### Task item
The records below are split into lines. How many of those lines contain the string "instance"? Reply with the number only.

### Provided material

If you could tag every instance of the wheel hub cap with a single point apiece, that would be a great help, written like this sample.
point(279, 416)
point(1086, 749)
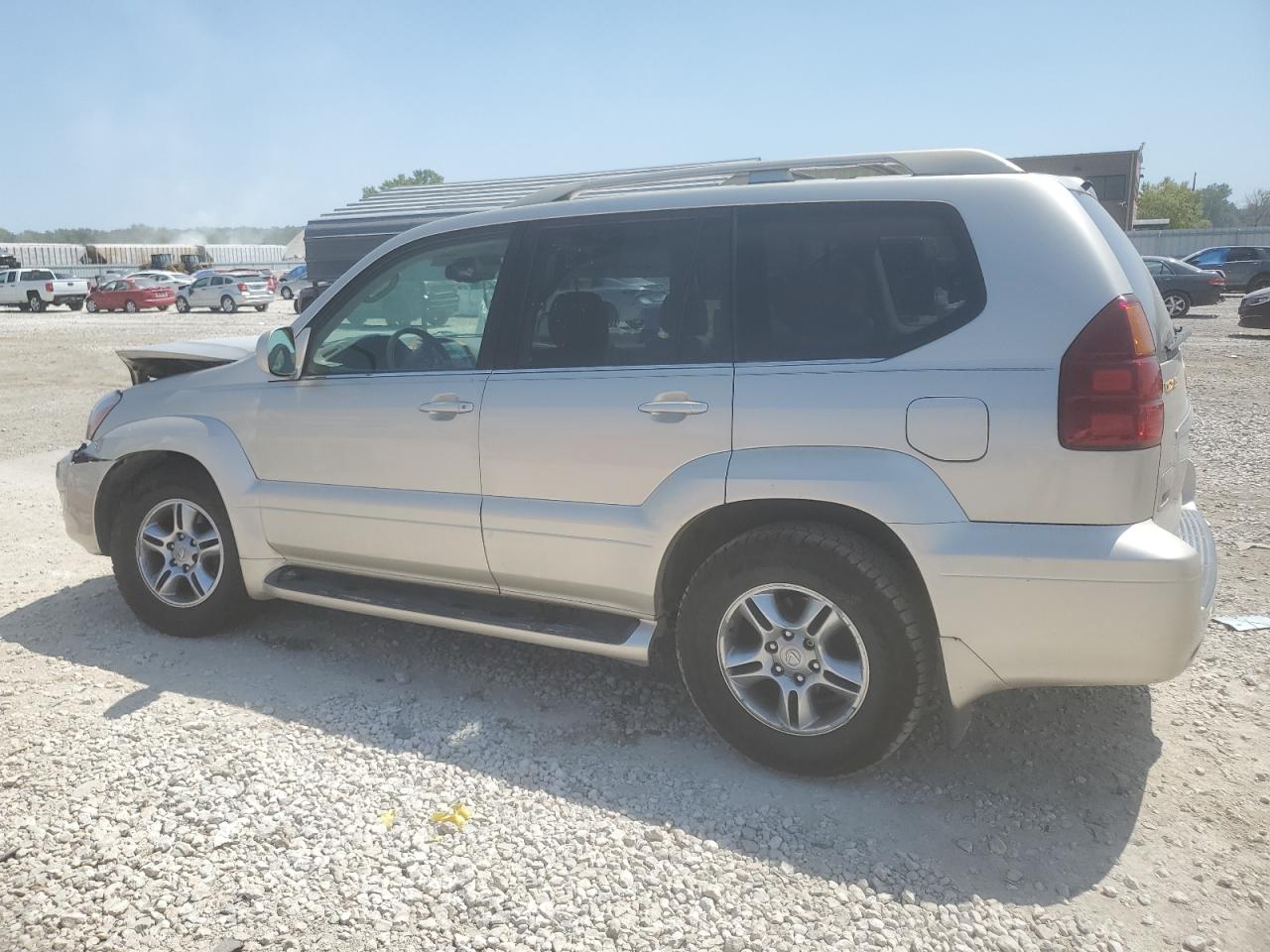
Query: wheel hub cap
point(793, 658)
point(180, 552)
...
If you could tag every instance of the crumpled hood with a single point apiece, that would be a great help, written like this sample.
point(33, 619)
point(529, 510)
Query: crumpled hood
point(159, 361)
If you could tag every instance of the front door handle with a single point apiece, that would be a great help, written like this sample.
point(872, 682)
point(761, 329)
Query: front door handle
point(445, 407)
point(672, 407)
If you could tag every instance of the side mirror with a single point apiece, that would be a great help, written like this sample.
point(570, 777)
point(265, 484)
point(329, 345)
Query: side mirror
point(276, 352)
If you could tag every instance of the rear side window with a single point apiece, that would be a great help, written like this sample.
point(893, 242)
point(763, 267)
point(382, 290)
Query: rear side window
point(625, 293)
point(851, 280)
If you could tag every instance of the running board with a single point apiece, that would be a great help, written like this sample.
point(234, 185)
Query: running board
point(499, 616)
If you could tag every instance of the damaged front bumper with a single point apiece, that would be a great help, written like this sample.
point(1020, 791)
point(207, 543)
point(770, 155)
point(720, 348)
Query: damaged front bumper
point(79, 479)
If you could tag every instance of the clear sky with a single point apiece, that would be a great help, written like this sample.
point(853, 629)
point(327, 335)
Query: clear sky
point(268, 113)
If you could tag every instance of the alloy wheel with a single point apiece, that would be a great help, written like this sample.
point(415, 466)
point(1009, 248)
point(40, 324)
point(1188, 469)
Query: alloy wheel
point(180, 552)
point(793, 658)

### Expected output
9